- _Задание_
Перепишите отрывок из текста о двух стихотворениях «Осень», начиная со слов «Гениальное стихотворение Боратынского» и продолжая вплоть до слов «просторным оглядом жизни.». В этом отрывке замените «природы» на «мира».

- _Исходный текст_
+ + + + +
И именно об этом, вероятно, хотел сказать Мандельштам своей фразой: „В каждом поэте есть и Моцарт, и Сальери“. Конечно, в миг произнесения, он и о себе подумал. И Анна Ахматова без возражений согласилась с естественной сутью такого понимания творцов и творчества. Конечно, в естестве этой сути труда и вдохновения может возникнуть и зависть, чёрная или белая („хорошего роду“). В „Моцарте и Сальери“ она — самая страшная. Но несмотря ни на что, трагедия „Моцарт и Сальери“ — не только о зависти. Она о многом в человеческой жизни, и главное — о добре и зле. Наши „отгадки“ на „догадки“ И. Л. Щеглова тоже о добре и зле».
На грязной возне, затеянной некогда недобросовестным автором вокруг имени Боратынского, наконец-то поставлен крест.
Гениальное стихотворение Боратынского «Осень» (1837— <1841>) отдалённо перекликается с другим гениальным стихотворением — пушкинской «Осенью» (1833). Прежде всего — благоговейным созерцанием природы, по-осеннему просторным оглядом жизни.
У Пушкина:
7 Унылая пора! очей очарованье! Приятна мне твоя прощальная краса — Люблю я пышное природы увяданье, В багрец и в золото одетые леса — В их сенях ветра шум и свежее дыханье И мглой волнистою покрыты небеса, И редкий солнца луч — и первые морозы, И отдалённые седой зимы угрозы.У Боратынского:
3 Прощай, прощай, сияние небес! Прощай, прощай, краса природы! Волшебного шептанья полный лес, Златочешуйчатые воды! Весёлый сон минутных летних нег! Вот это в рощах обнаженных Секирою тревожит дровосек, И скоро, снегом убеленных, Своих дубров и холмов зимний вид Застылый ток туманно отразит.Совершенные стихи! — как у того, так и у другого. Непревзойдённые по гармонии, по звучанию, по красоте!..
+ + + + +
- _Строки данных_

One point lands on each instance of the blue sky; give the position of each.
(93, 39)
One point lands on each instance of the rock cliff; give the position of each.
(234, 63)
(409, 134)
+ + + + +
- _Ответ_
Гениальное стихотворение Боратынского «Осень» (1837— <1841>) отдалённо перекликается с другим гениальным стихотворением — пушкинской «Осенью» (1833). Прежде всего — благоговейным созерцанием мира, по-осеннему просторным оглядом жизни.